Task input:

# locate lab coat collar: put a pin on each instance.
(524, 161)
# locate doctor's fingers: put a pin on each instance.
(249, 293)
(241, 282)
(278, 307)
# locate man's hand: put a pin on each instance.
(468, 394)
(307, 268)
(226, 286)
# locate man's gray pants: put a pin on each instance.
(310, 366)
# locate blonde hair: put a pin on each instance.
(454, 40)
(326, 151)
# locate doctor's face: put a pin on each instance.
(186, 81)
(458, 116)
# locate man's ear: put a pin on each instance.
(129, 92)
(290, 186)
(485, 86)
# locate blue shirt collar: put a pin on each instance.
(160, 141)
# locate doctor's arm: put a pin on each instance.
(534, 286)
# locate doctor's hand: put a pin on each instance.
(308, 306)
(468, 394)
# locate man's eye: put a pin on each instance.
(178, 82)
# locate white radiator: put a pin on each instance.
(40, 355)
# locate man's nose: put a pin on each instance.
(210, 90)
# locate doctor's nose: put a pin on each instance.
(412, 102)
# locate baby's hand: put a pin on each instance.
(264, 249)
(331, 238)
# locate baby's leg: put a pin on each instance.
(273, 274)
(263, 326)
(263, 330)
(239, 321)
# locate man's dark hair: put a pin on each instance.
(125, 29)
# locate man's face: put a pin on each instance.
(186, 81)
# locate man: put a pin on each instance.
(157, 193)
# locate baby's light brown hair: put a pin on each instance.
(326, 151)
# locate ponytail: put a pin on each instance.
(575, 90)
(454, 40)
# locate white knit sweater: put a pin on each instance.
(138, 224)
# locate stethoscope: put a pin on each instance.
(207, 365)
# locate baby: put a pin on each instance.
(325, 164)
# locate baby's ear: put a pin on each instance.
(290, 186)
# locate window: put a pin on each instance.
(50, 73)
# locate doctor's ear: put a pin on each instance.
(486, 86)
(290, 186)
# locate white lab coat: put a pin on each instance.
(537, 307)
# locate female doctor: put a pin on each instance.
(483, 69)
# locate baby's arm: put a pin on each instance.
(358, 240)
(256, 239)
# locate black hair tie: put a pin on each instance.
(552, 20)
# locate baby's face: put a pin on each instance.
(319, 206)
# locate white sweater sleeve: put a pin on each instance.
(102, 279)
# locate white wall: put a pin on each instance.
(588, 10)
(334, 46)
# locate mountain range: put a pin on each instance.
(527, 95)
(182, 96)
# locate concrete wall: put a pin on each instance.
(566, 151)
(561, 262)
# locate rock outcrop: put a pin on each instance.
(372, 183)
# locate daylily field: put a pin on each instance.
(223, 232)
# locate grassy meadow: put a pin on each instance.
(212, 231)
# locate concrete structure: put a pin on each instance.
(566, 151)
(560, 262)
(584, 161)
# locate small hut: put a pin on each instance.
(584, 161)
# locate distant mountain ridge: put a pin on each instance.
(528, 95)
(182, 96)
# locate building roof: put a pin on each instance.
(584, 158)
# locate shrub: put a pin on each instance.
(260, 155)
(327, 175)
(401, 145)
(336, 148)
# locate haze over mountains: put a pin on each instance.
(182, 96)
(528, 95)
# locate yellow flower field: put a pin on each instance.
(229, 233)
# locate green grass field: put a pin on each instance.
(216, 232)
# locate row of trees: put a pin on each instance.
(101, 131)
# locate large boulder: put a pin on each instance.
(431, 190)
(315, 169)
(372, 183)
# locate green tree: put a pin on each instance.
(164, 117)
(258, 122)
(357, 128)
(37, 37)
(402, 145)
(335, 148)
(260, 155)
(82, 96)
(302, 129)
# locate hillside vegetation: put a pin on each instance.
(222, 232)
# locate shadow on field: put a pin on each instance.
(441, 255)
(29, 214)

Directions:
Repeat all of the entries exactly.

Exercise output:
# locate lab coat collar: put a pin on each instance.
(524, 161)
# locate doctor's fingers: put a pin on each instance.
(249, 293)
(241, 282)
(278, 307)
# locate man's hand: put a pin on each instance.
(468, 394)
(307, 268)
(226, 286)
# locate man's gray pants: put a pin on each instance.
(310, 366)
# locate blonde hair: put a pin on each instance.
(454, 40)
(326, 151)
# locate doctor's face: put a pin on each instance.
(186, 81)
(458, 116)
# locate man's ear: put a pin on each instance.
(129, 92)
(290, 186)
(485, 86)
# locate blue shirt collar: put a pin on each instance.
(160, 141)
# locate doctor's arm: put a pin on each instance.
(534, 286)
# locate doctor's hand: put a pin on each instance.
(308, 306)
(468, 394)
# locate man's eye: put a pin on each instance.
(178, 82)
# locate white radiator: put a pin on each instance.
(40, 355)
# locate man's nose: put a pin on each instance.
(210, 90)
# locate doctor's nose: put a pin on each instance.
(412, 102)
# locate baby's hand: put a pin on each instance.
(264, 249)
(331, 238)
# locate baby's leg: put a pin on each instance.
(273, 274)
(263, 326)
(263, 330)
(239, 321)
# locate man's dark hair: put a pin on each instance.
(125, 29)
# locate man's face: put a pin on each instance.
(186, 81)
# locate man: put a pin on each instance.
(157, 193)
# locate baby's light brown hair: put a pin on each instance.
(326, 151)
# locate ponytail: put a pin on each instance.
(575, 90)
(454, 40)
# locate white knit sweater: put a pin on each instance.
(138, 224)
# locate stethoscope: put a pin on each instance.
(207, 365)
# locate baby: put a pin on each instance.
(325, 164)
# locate baby's ear: put a pin on each instance.
(290, 186)
# locate window: put a pin on each instance.
(50, 73)
# locate doctor's ear: put a pin on each instance.
(486, 86)
(290, 186)
# locate white lab coat: put a pin on each instance.
(537, 307)
# locate female doctor: put a pin on each instance.
(483, 69)
# locate baby's arm: put a pin on each instance.
(358, 240)
(256, 239)
# locate black hair tie: put a pin on each instance.
(552, 20)
# locate baby's face: put a pin on each instance.
(319, 206)
# locate white sweater sleeve: put a pin on each instance.
(102, 279)
# locate white wall: put a pin on each instance.
(588, 10)
(334, 46)
# locate mountain range: put a pin on each instance.
(527, 95)
(182, 96)
# locate concrete wall: put a pin on each instance.
(566, 151)
(561, 262)
# locate rock outcrop: put a pin on each instance.
(372, 183)
# locate daylily field: put a pin on each instance.
(223, 232)
# locate grassy meadow: put a pin on each instance.
(212, 231)
# locate concrete structure: put a pin on each instance.
(566, 151)
(560, 262)
(584, 161)
# locate small hut: put a pin on each instance.
(584, 161)
# locate distant mountain ridge: put a pin on each instance.
(528, 95)
(182, 96)
# locate building roof: put a pin on each instance.
(584, 158)
# locate shrub: put a pin on each instance.
(260, 155)
(327, 175)
(401, 145)
(336, 148)
# locate haze over mountains: put a pin on each instance.
(182, 96)
(528, 95)
# locate yellow flower field: put a pin on each instance.
(229, 233)
# locate green grass field: put a pin on each instance.
(216, 232)
# locate row of trees: put a pin on each instance.
(101, 131)
# locate large boulder: put a pin on each instance.
(431, 190)
(315, 169)
(372, 183)
# locate green tree: put a pin on each instance.
(164, 117)
(258, 122)
(357, 128)
(37, 37)
(402, 145)
(335, 148)
(260, 155)
(82, 96)
(302, 129)
# locate hillside vegetation: put a pin on each instance.
(222, 232)
# locate shadow on field: put a pin on each instance.
(441, 255)
(29, 214)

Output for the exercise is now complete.